Gespeicherte Einträge:
....

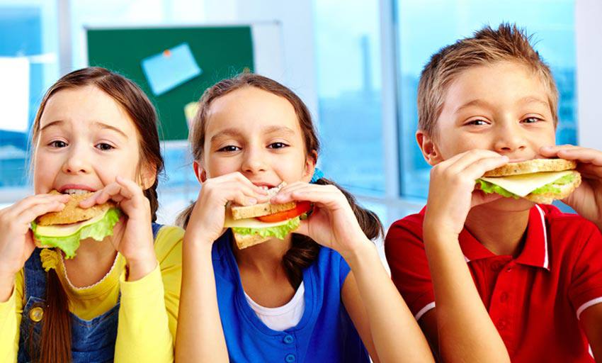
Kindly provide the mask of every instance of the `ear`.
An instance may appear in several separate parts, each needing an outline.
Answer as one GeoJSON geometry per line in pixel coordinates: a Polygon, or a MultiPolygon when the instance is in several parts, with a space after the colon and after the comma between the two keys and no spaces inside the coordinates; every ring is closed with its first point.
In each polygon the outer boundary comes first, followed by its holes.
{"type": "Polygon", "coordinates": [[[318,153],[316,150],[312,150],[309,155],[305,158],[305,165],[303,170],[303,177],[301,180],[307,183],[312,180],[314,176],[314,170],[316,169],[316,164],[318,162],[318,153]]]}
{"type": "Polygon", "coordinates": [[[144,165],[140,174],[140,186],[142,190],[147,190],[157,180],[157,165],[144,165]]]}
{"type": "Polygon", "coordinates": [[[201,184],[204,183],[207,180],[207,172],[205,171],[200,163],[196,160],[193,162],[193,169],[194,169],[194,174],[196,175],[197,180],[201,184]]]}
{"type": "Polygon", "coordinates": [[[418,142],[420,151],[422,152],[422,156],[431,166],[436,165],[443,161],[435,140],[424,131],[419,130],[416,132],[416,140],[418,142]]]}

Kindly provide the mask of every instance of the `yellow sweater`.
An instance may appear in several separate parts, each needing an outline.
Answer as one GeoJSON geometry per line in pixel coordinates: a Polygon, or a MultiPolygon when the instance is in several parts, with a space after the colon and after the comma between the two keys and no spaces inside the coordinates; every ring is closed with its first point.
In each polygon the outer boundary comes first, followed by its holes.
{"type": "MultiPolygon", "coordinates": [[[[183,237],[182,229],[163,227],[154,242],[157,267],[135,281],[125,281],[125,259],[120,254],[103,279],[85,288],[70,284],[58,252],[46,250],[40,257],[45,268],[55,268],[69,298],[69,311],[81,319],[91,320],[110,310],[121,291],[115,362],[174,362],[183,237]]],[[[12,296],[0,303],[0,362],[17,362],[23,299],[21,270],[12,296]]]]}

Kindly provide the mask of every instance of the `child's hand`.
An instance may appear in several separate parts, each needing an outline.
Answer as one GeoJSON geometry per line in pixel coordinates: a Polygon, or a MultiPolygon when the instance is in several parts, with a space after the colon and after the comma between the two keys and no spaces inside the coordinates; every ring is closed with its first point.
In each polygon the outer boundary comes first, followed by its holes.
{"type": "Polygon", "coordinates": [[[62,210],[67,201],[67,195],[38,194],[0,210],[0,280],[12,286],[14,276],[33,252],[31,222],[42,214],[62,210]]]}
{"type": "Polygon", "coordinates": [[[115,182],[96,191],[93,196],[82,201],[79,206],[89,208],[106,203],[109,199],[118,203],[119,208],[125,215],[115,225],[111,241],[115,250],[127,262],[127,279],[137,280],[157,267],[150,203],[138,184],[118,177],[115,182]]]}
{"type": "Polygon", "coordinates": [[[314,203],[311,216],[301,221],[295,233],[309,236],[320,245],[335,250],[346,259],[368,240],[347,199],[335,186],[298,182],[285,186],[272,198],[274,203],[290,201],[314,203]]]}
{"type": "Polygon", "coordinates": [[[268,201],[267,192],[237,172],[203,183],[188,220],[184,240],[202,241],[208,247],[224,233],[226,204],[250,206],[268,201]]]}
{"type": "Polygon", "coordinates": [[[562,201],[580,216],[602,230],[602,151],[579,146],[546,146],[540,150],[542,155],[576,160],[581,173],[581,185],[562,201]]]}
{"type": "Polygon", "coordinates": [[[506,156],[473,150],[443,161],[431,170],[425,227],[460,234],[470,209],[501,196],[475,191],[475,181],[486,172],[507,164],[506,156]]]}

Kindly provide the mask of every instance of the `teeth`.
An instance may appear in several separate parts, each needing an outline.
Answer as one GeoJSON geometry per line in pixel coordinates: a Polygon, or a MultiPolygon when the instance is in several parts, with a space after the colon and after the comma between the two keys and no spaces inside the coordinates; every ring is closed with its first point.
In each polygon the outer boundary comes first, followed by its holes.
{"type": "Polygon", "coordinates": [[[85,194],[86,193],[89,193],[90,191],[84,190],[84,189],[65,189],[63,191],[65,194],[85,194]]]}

....

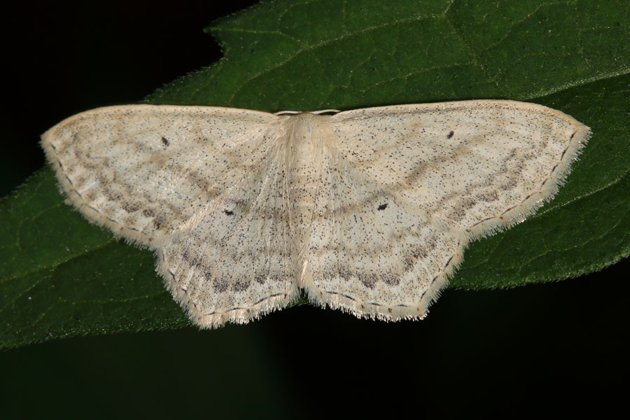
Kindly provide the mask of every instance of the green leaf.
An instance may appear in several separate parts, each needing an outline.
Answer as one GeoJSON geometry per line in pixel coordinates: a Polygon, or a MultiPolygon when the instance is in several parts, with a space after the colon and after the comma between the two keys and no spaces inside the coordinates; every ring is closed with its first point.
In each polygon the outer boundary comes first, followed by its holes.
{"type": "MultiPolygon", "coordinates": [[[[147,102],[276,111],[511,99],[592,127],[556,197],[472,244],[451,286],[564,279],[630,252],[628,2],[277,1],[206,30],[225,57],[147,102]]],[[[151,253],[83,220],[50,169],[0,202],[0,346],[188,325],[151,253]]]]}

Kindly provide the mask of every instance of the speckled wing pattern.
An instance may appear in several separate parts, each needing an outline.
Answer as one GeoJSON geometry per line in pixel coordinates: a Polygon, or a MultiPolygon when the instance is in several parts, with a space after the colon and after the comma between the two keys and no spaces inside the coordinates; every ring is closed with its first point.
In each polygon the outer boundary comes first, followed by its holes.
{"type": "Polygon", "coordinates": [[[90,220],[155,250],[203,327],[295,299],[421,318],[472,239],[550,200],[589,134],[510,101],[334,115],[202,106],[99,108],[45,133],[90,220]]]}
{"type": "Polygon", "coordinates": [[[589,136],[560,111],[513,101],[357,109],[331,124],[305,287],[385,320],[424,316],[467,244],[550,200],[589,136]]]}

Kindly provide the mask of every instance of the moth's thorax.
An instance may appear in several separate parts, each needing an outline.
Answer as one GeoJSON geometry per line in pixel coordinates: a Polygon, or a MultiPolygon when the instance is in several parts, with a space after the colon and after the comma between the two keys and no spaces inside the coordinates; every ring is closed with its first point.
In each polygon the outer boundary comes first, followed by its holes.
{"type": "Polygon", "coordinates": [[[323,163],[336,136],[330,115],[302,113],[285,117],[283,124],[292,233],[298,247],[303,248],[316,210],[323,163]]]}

....

▶ [AUFGABENBESCHREIBUNG]
Trag aus dem Material alle Zeilen zusammen, in denen das Wort „child“ vorkommt, und schreib sie unverändert ab.

▶ [LÖSUNG]
Kindly provide the mask of every instance of the `child's hand`.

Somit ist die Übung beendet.